Page extract START

My study of psychotherapeutic interventions is bolstered by my prior life experience as a music producer. Working as a musician and business owner with other artists in a creative industry demanded incisive, solution-oriented thinking. Sensitivity to artists’ expectations and vulnerabilities was paramount to successfully completing a project. I call upon this experience with my clients and believe that every situation and person is unique demanding an original and creative perspective.
Trauma-informed Contemplative Psychotherapy
I use the term “Trauma-Informed Contemplative Psychotherapy” to describe my method of intervention. Trauma overwhelms our capacity to cope and leaves a lasting impression that presents as a network of memory, sensation, emotions, and negative beliefs. Traumatic memory is easily triggered and impacts our sense of safety and belonging in the world. While most of us are familiar with “big T Trauma”-- life-threatening situations such as disasters or chronic abuse and neglect-- psychologists also describe “small t trauma,” which can result from victimization such as bullying, any kind of discrimination, living in poverty, etc. While it often goes unrecognized, small t trauma can cause tremendous psychic and emotional pain and have a lifelong impact. The goal of trauma-informed intervention is to reprocess traumatic memory and help the client find new associations that do not connote maladaptive emotions and behavior. Interventions such as EMDR and Internal Family Systems are ideally suited to reprocessing traumatic memory.
Contemplative psychotherapy or the use of mindfulness as an intervention is a two-way street. Not only do I encourage clients to practice mindful awareness, I use it myself in sessions. It allows me to be present in the moment and listen without judgment, to practice compassion, and approach problems with a beginner’s mind.

Page extract END
Supplied information START

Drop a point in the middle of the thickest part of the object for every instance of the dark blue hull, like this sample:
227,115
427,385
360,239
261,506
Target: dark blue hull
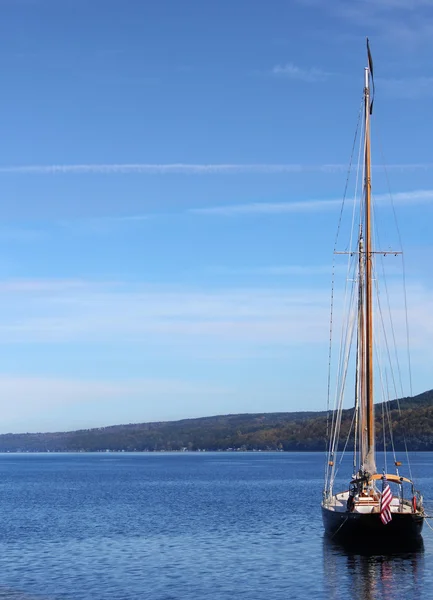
356,528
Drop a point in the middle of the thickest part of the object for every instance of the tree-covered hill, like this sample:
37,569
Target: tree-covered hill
264,431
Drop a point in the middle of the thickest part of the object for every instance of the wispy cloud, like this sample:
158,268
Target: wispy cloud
39,397
291,71
62,311
275,270
193,169
269,208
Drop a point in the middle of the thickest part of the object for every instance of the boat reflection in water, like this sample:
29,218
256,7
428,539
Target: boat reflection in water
386,574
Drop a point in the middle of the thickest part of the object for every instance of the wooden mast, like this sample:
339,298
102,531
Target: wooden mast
369,458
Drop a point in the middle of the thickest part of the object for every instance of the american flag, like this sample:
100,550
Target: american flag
385,502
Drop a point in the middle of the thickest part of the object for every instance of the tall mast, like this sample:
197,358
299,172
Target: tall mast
369,462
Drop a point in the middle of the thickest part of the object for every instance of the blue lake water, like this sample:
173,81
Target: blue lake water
186,526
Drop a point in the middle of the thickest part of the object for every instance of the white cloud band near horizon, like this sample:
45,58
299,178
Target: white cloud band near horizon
193,169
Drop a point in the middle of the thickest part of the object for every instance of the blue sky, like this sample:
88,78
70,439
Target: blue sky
171,175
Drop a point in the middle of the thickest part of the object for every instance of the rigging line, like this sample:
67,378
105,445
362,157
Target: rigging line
394,212
385,397
333,279
348,174
336,436
384,279
388,412
392,373
347,309
345,445
384,437
407,335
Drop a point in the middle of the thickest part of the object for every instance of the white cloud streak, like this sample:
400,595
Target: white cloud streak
193,169
261,208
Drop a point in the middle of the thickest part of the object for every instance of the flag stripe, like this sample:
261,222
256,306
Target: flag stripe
385,503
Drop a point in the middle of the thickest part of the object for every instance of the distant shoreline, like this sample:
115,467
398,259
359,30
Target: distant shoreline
259,432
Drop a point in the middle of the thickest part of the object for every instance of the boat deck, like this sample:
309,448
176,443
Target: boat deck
367,504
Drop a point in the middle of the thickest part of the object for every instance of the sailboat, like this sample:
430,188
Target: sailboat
375,506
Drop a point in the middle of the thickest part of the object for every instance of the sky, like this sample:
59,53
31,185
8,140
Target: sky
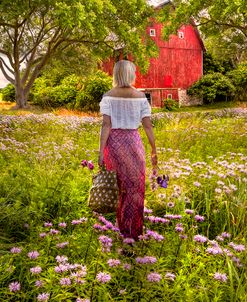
4,82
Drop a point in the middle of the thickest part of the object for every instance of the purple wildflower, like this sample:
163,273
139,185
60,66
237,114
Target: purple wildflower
183,236
225,235
84,163
189,211
219,238
154,277
16,250
90,165
170,204
154,235
173,216
106,243
179,228
237,247
61,268
114,262
33,254
220,277
14,286
199,218
65,281
100,227
62,224
126,266
128,240
146,260
36,270
43,297
62,244
79,221
200,238
39,283
216,250
147,211
103,277
170,276
54,232
61,259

Supplied information END

What the task requires:
Continue the page on trauma-informed contemplative psychotherapy, starting after its final sentence.

Response:
Reprocessing and Transforming Traumatic Memory
Our developmental attachment relationships and experience influence the behavioral patterns of our present day lives, whether we have suffered trauma with a “big T” or a “small t.” The goal of therapy is to help clients recognize the behavioral patterns that influence relationships, anxiety, and emotional experience and find more adaptive solutions that help them realize the life and values they want to live by.
The Western medical perspective can tend to stigmatize the client by pigeon-holing them with a diagnosis and the idea that an illness prevails that must be cured. I prefer to adopt a more holistic perspective. Chronic stress creates a strain that calls upon the system to devise coping strategies to survive. Often these strategies, especially the ones we adopt instinctively in childhood, fail to serve us, or worse, are the source of maladaptive behavior that creates problems in our lives as adults. Ultimately the system wants to heal itself, and it is my goal to help clients discover that they can let go of what is no longer working for them.
There are vast correlations between Eastern philosophy and Western psychotherapy. The Buddhists and yogis believe that the endless cycle of negative karma can be changed by positive karma. Neuroscience has come to the same conclusion by demonstrating the plasticity of neural pathways. Maladaptive behavioral patterns and responses, which often take hold of our lives can be transformed and rewritten. It is my goal to collaborate with my clients so that they can realize this transformative experience.